TRECHO:
--------------------
Mas Hollande sem dúvida revidou – contra os manifestantes, quero dizer. Não sei o que fazem as ONGs, que não compilaram esse dado, mas, depois de gastar meus miolos e consultar outros jornalistas, eu diria que, no mínimo, foram presos de 15 mil a 20 mil cidadãos em manifestações durante a era Hollande, com 20 mil a 30 mil feridos (e, sim, incontáveis atacados com gás e cassetetes dos policiais nas ruas). Ah! 4 mil manifestantes foram presos, indiciados e processados pelo governo Hollande, só nos protestos de 2016 – e quantos mais foram detidos, mas não indiciados nem julgados? E quantos mais teriam sido presos, se mais de 600 manifestações não tivessem sido banidas da França “amante da liberté” durante os dois anos de Estado de Emergência, com incontáveis outras estranguladas no berço? O estupro de um jovem negro por vários policiais, que usaram os cassetetes, em 2017, não está diretamente conectado a qualquer austeridade, mas é prova da repressão mais ensandecida praticada por forças do Estado: a manchete que escrevi então resume a era Hollande no que tenha a ver com “o amor da França pela liberdade de reunião”: Cop violence at Paris demo against cop violence. [Violência da polícia em manifestação em Paris contra a violência da polícia].
--------------------
OBJETIVO 1:
Selecione todas as linhas das entradas em que aparece a palavra "reading".
O trecho e as entradas têm origens distintas.
--------------------
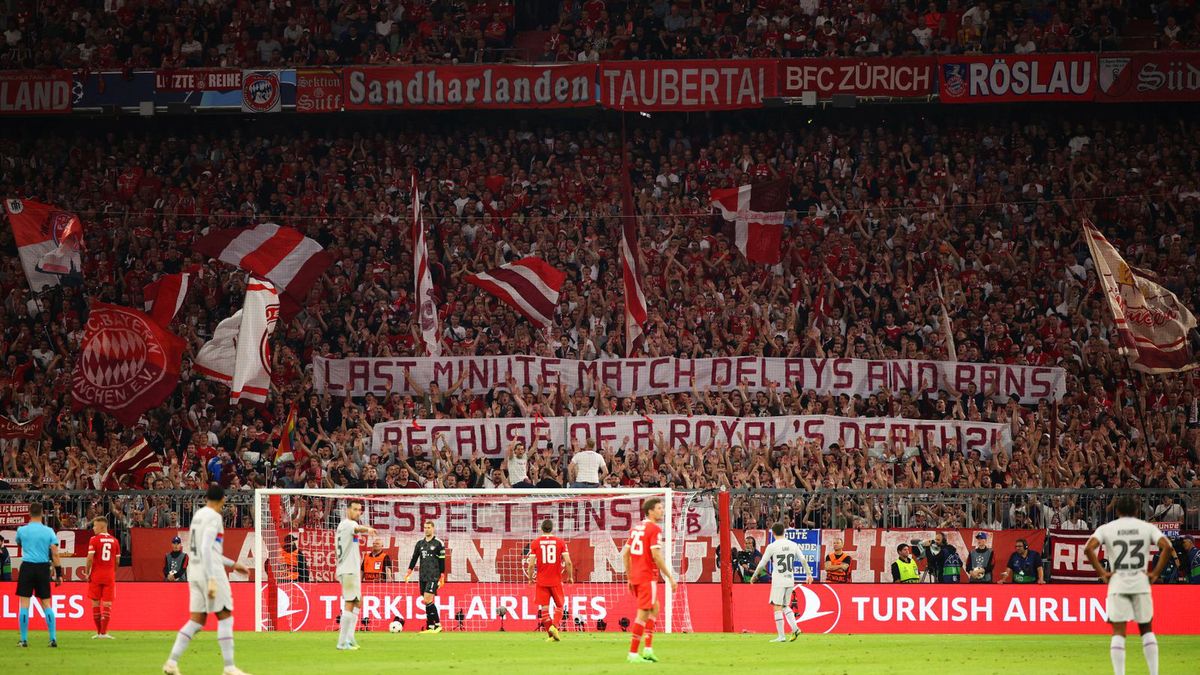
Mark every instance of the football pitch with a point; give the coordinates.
(496, 653)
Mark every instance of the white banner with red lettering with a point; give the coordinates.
(490, 437)
(666, 375)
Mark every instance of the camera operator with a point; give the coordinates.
(981, 561)
(904, 571)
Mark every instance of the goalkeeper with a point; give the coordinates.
(430, 554)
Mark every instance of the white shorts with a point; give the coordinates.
(1138, 608)
(352, 587)
(781, 593)
(201, 602)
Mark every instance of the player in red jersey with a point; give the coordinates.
(547, 560)
(643, 562)
(103, 551)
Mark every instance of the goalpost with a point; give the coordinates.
(486, 536)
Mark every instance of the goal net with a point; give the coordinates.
(486, 537)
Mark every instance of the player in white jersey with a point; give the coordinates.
(208, 584)
(349, 572)
(1127, 542)
(783, 554)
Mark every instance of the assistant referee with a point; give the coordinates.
(40, 548)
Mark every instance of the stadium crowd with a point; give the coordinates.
(136, 34)
(991, 205)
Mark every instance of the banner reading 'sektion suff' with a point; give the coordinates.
(567, 85)
(491, 436)
(903, 77)
(1017, 78)
(667, 375)
(687, 85)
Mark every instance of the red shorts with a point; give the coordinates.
(545, 593)
(102, 590)
(647, 595)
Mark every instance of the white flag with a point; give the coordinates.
(240, 351)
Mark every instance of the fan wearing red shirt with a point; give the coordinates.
(643, 563)
(547, 560)
(103, 550)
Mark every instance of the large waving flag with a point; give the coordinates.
(48, 240)
(531, 286)
(423, 282)
(631, 262)
(239, 353)
(280, 255)
(1153, 328)
(165, 296)
(129, 363)
(757, 215)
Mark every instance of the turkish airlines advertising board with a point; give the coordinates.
(847, 608)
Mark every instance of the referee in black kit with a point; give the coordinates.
(431, 554)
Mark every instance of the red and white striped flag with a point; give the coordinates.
(1153, 328)
(423, 282)
(280, 255)
(137, 463)
(165, 296)
(531, 286)
(757, 215)
(631, 264)
(239, 353)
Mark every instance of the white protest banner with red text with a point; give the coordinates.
(40, 93)
(845, 608)
(906, 77)
(1017, 78)
(669, 375)
(445, 88)
(687, 85)
(490, 437)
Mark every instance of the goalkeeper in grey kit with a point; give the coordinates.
(430, 554)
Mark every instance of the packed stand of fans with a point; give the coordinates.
(133, 34)
(875, 210)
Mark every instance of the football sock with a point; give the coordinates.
(225, 638)
(790, 616)
(185, 635)
(1116, 651)
(1150, 650)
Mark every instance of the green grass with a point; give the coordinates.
(502, 653)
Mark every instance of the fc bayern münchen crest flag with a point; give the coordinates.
(127, 364)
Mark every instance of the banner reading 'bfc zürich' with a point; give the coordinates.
(669, 375)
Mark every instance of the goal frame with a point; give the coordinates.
(262, 495)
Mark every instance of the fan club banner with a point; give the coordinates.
(910, 77)
(35, 91)
(666, 375)
(490, 437)
(847, 608)
(687, 85)
(1149, 76)
(468, 87)
(318, 90)
(1018, 78)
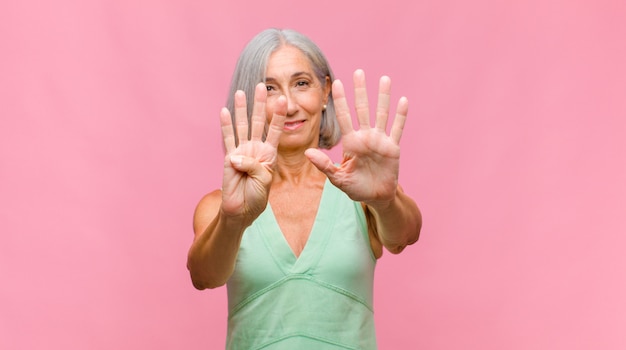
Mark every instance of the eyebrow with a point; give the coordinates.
(294, 75)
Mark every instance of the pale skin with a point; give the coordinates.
(288, 170)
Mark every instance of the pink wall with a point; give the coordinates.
(514, 150)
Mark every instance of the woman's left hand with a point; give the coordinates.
(371, 158)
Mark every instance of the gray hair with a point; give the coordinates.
(252, 64)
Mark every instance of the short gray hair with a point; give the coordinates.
(252, 64)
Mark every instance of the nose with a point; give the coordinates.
(292, 105)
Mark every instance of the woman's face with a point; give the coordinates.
(289, 73)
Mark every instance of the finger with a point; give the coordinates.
(341, 108)
(241, 117)
(248, 165)
(382, 109)
(321, 161)
(360, 96)
(258, 112)
(278, 122)
(228, 134)
(398, 123)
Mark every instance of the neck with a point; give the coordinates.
(293, 168)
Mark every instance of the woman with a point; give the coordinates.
(294, 236)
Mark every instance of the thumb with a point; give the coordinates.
(321, 161)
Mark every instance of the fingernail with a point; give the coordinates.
(236, 160)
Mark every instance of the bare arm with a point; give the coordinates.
(222, 216)
(395, 224)
(369, 170)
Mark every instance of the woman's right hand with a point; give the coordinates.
(249, 163)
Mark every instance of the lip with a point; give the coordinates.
(293, 125)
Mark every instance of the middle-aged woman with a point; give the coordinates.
(293, 235)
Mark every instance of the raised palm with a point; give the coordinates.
(249, 161)
(369, 169)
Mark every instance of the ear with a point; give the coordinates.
(327, 89)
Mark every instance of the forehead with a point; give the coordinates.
(286, 61)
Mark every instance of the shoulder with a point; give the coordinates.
(206, 210)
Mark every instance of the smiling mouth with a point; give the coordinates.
(290, 126)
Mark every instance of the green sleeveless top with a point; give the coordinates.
(320, 300)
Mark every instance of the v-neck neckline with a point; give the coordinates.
(282, 253)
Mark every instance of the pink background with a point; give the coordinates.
(514, 150)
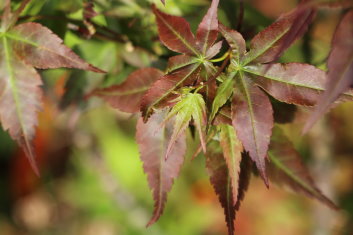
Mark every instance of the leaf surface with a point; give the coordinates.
(270, 42)
(38, 46)
(287, 169)
(232, 150)
(252, 118)
(340, 68)
(175, 33)
(20, 99)
(192, 106)
(161, 92)
(153, 141)
(292, 83)
(224, 92)
(128, 95)
(220, 180)
(207, 31)
(235, 41)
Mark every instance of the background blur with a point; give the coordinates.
(92, 180)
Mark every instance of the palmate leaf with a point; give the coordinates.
(232, 150)
(161, 92)
(207, 31)
(286, 169)
(252, 118)
(23, 47)
(340, 68)
(267, 45)
(128, 95)
(235, 41)
(224, 92)
(220, 179)
(153, 141)
(191, 106)
(175, 33)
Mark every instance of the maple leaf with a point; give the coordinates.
(23, 48)
(232, 150)
(340, 68)
(190, 106)
(287, 169)
(128, 95)
(153, 142)
(220, 178)
(252, 112)
(175, 33)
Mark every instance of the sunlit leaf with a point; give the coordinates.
(208, 29)
(232, 150)
(153, 141)
(272, 41)
(224, 91)
(252, 117)
(235, 41)
(128, 95)
(175, 33)
(162, 90)
(191, 106)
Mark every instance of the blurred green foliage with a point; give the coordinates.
(92, 179)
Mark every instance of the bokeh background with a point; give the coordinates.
(92, 180)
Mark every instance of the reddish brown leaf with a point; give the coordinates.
(303, 17)
(292, 83)
(20, 99)
(214, 50)
(162, 90)
(175, 33)
(180, 61)
(220, 180)
(340, 68)
(207, 31)
(232, 150)
(219, 177)
(252, 117)
(128, 95)
(38, 46)
(267, 45)
(153, 141)
(235, 41)
(286, 169)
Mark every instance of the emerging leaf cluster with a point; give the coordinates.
(229, 104)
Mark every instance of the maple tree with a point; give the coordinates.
(227, 99)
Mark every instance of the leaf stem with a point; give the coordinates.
(223, 57)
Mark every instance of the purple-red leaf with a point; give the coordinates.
(267, 45)
(180, 61)
(20, 99)
(235, 41)
(128, 95)
(287, 169)
(161, 92)
(219, 177)
(340, 68)
(175, 33)
(292, 83)
(38, 46)
(252, 117)
(207, 31)
(221, 182)
(153, 141)
(232, 150)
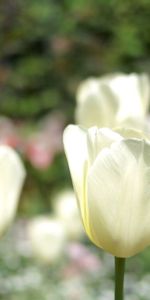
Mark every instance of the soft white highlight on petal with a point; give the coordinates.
(12, 175)
(113, 100)
(132, 92)
(120, 212)
(76, 151)
(115, 194)
(97, 139)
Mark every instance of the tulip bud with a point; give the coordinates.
(12, 174)
(111, 178)
(113, 100)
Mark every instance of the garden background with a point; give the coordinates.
(46, 49)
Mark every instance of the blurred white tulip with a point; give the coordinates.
(113, 100)
(12, 175)
(111, 178)
(47, 237)
(65, 208)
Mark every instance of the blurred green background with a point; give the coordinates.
(46, 49)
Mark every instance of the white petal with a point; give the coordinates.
(12, 174)
(97, 139)
(76, 151)
(119, 210)
(132, 92)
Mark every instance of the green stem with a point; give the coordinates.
(119, 278)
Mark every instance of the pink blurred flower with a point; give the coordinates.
(8, 133)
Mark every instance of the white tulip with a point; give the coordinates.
(111, 178)
(65, 208)
(12, 175)
(47, 237)
(113, 100)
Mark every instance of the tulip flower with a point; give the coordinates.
(111, 178)
(113, 100)
(12, 174)
(47, 237)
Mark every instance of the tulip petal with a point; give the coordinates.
(117, 182)
(132, 92)
(12, 174)
(76, 151)
(97, 139)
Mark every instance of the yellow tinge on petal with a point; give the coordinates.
(116, 197)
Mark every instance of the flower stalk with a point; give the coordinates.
(119, 278)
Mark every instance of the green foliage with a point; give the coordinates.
(47, 47)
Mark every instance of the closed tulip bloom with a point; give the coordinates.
(113, 100)
(111, 179)
(12, 175)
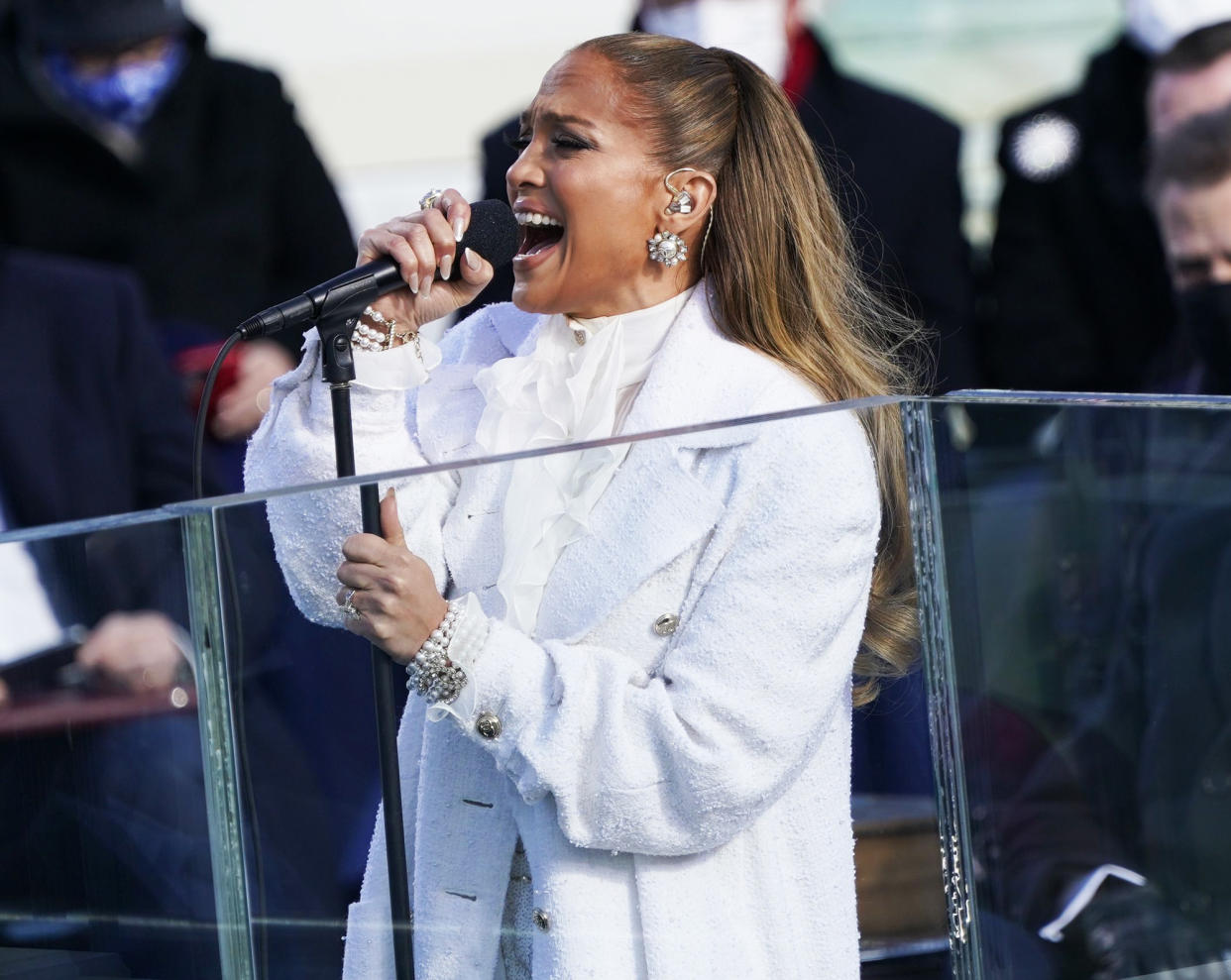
--------------------
OBJETIVO 2:
De acordo com o trecho sobre a era Hollande, quantas manifestações foram banidas na França durante os dois anos de Estado de Emergência?

RESPOSTA DO EXERCÍCIO 1:
Mark every instance of the banner reading 'sektion suff' with a point; give the coordinates.
Mark every instance of the banner reading 'bfc zürich' with a point; give the coordinates.

RESPOSTA DO EXERCÍCIO 2:
Mais de 600 manifestações.